**Goal:** Repeat each line word for word.

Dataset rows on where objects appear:
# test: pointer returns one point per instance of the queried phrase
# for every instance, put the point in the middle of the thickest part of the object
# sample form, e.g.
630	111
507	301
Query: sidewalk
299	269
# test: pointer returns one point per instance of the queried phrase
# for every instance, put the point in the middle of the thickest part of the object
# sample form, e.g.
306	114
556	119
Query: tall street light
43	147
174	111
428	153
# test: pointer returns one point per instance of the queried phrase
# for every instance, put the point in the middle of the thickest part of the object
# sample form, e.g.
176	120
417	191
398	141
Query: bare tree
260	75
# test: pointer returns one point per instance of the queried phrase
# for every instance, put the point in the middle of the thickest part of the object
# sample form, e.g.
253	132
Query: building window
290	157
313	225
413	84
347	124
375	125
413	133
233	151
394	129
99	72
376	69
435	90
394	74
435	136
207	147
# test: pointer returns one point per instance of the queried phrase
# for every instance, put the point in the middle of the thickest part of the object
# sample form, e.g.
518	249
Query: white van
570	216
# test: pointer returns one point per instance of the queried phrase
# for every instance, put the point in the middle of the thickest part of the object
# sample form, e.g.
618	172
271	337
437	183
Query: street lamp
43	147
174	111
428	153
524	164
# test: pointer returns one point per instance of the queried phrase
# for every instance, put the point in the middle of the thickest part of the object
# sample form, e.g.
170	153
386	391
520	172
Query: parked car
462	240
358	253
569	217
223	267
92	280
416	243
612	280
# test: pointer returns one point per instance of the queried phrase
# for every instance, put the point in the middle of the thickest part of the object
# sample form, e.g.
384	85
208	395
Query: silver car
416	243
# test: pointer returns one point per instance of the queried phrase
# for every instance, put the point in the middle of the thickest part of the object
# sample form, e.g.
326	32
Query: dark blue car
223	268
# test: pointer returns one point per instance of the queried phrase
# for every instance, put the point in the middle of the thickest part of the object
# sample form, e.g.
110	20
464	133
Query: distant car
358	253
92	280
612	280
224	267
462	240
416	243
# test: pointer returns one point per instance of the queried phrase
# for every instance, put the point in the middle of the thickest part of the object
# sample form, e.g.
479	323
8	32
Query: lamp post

**Correct result:**
# test: pointer returns one point per instance of the queried phrase
# for every instance, put the point in the middle of the thickest part of the object
# sample form, e.g.
630	111
507	301
Query: sidewalk
299	269
# test: pointer returns one point per instance of the queried phrase
# for every instance, put the point in the middle of the thickest part of the object
# sample form, e.g.
306	114
556	119
Query: tall street light
43	147
174	111
428	153
# test: pointer returns one point per instance of the queried phrase
# for every instance, put the point in the middle of the thickest part of the object
# sample form, e.g.
176	120
417	191
398	141
Query: bare tree
260	75
# test: pointer returns one point per instance of the queried phrase
# for every instance, put the point in the middle of the thickest part of the object
# sample form, e.g.
253	132
Query: building window
290	157
313	225
413	84
347	124
375	125
413	133
233	151
394	129
99	72
376	69
435	90
394	74
435	136
207	147
# test: pointer returns one point per instance of the queried phrase
# for every instance, put the point in the middle of the thickest part of the object
# sample form, e.g.
518	249
Query: white van
570	216
# test: pointer returns one point per instance of the queried phrase
# for every instance, put the point in the middle of the thickest part of the object
# sample form, e.g.
618	172
271	337
437	183
Query: street lamp
43	147
174	111
428	153
524	164
# test: pointer returns one point per instance of the queried phrase
# for every instance, put the point in the middle of the thickest part of the object
# sample form, e.g.
170	153
386	391
520	172
Query: parked car
462	240
358	253
569	217
223	267
92	280
416	243
612	280
# test: pointer returns one point per instance of the queried phrase
# for every instance, put the point in the middle of the thickest part of the object
# sample form, e.g.
384	85
208	395
Query: silver car
416	243
# test: pointer returns one point per instance of the queried phrase
# for every instance, put the point in the middle of the thickest part of the object
# sample form, e.g.
326	32
Query: dark blue car
223	268
# test: pointer returns one point per instance of the queried phrase
# for every instance, put the point in the middle of the thickest part of the object
# sample form, e.g.
110	20
464	133
Query: distant car
358	253
92	280
612	280
224	267
462	240
416	243
# test: pointer returns one point per instance of the queried phrase
# for every instance, put the point in the middle of the thickest part of the object
# sample form, e.g.
479	323
8	32
Query: lamp post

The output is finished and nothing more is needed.